___ Extract to read

Friday, December 17, 2010

Lord of Misrule

By Jaimy Gordon

Kingston, NY, McPherson, 2010

Week 51 Fiction

It made the headlines of the local newspaper. A creative writing professor at Western Michigan University in Kalamazoo had won the National Book Award for Lord of Misrule. My ears, of course, perked up. Ah, another book for my list. Last year, two local authors had made the nomination list—Bonnie Jo Campbell for American Salvage and David Small for Stitches. (Both of those books are reviewed on these pages.)

About a week later, Jaimy Gordon appeared for a reading at the downtown library, and I was in attendance. At that point, I knew nothing of the book and nothing about the author, except that the book was published by a very small publishing company and that Jaimy Gordon had been Bonnie Jo Campbell’s teacher.

The story of the creation of Lord of Misrule is almost as interesting as the book itself. For a few years in the late 1960s, Gordon worked at a race track near Baltimore as a horse groom. She wrote a draft or two of the novel in the years following the experience, published a couple of other books, and then submitted this book to the publisher of a previous book. The publisher rejected it, and she put it away in a drawer, taking it out only to make a short story out of a couple of the chapters. It languished in her drawer for 10 years, “a huge lump standing in the way of me and progress.”

Finally, this year, Bruce McPherson, who had published another of her books, forced the book out of her drawer and submitted it in galley form to the National Book Awards committee. The rest, as they say, is history.

And now, on to the book, itself. I have to say that I had trouble making sense out of Lord of Misrule. I have no prior experience with racetracks, horses, loan sharks, groomers, or any other part of the scene, so the learning curve was severe. However, about half way through, it all began to click, and I gave up the struggle and immersed myself in the jargon, the plot movement, and the characters.

______
___ Record extracts

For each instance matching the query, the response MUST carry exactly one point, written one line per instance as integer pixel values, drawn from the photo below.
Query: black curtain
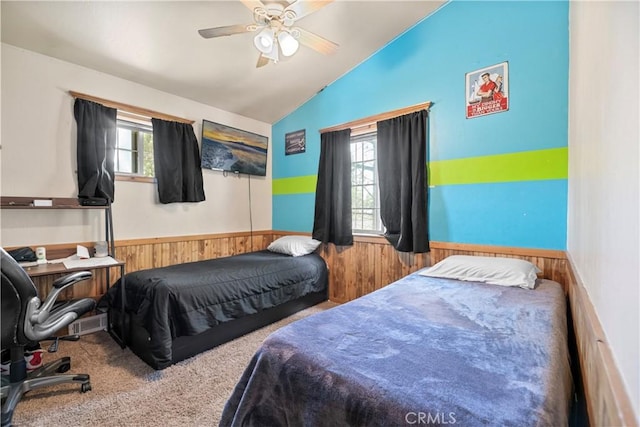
(177, 162)
(402, 165)
(332, 218)
(96, 150)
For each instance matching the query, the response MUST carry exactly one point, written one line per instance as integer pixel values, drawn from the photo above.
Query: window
(134, 149)
(365, 197)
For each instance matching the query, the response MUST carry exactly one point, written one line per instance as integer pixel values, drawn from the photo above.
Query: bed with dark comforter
(175, 312)
(421, 351)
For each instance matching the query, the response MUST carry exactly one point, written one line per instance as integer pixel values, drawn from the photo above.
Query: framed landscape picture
(487, 90)
(233, 150)
(295, 142)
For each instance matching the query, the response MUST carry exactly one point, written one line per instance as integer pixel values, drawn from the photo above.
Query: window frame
(360, 137)
(133, 124)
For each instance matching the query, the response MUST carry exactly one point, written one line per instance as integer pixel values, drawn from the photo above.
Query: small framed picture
(295, 142)
(487, 90)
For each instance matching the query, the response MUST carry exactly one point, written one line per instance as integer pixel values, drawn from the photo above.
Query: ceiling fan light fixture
(288, 44)
(264, 40)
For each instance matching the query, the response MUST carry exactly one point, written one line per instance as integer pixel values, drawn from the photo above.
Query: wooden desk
(59, 268)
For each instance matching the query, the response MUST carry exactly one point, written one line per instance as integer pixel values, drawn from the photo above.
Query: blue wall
(519, 207)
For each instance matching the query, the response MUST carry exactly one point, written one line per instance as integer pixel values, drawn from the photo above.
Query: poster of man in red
(487, 90)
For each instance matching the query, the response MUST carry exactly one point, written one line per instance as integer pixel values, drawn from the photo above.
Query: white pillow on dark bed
(494, 270)
(294, 245)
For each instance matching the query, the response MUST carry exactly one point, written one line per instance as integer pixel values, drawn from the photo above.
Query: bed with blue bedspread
(421, 351)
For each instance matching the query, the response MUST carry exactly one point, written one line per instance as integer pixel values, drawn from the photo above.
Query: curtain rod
(371, 120)
(130, 108)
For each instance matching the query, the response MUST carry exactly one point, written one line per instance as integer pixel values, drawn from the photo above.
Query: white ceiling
(157, 44)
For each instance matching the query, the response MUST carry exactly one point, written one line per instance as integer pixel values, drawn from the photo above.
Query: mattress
(419, 351)
(189, 299)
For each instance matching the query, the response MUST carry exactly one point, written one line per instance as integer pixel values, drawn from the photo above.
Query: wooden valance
(130, 108)
(369, 123)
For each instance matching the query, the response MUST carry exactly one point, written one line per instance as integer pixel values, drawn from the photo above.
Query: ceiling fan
(276, 35)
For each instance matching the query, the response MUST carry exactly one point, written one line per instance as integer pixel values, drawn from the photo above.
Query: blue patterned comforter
(421, 351)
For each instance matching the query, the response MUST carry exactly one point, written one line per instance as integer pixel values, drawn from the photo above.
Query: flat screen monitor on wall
(233, 150)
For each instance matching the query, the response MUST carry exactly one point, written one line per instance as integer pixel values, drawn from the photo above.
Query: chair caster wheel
(63, 368)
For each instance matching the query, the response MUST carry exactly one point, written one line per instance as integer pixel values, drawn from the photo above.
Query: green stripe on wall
(526, 166)
(294, 185)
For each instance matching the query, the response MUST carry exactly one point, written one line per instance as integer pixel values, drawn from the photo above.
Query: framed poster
(295, 142)
(487, 90)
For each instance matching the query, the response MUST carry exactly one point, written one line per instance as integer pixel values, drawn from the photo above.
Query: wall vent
(87, 325)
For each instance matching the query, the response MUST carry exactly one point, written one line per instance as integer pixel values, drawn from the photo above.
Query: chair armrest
(40, 314)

______

### [Written instruction]
In the review of Lord of Misrule, what job did Gordon hold at a race track near Baltimore in the late 1960s? The entries come from a different source than the review.

### [Answer to this exercise]
She worked as a horse groom.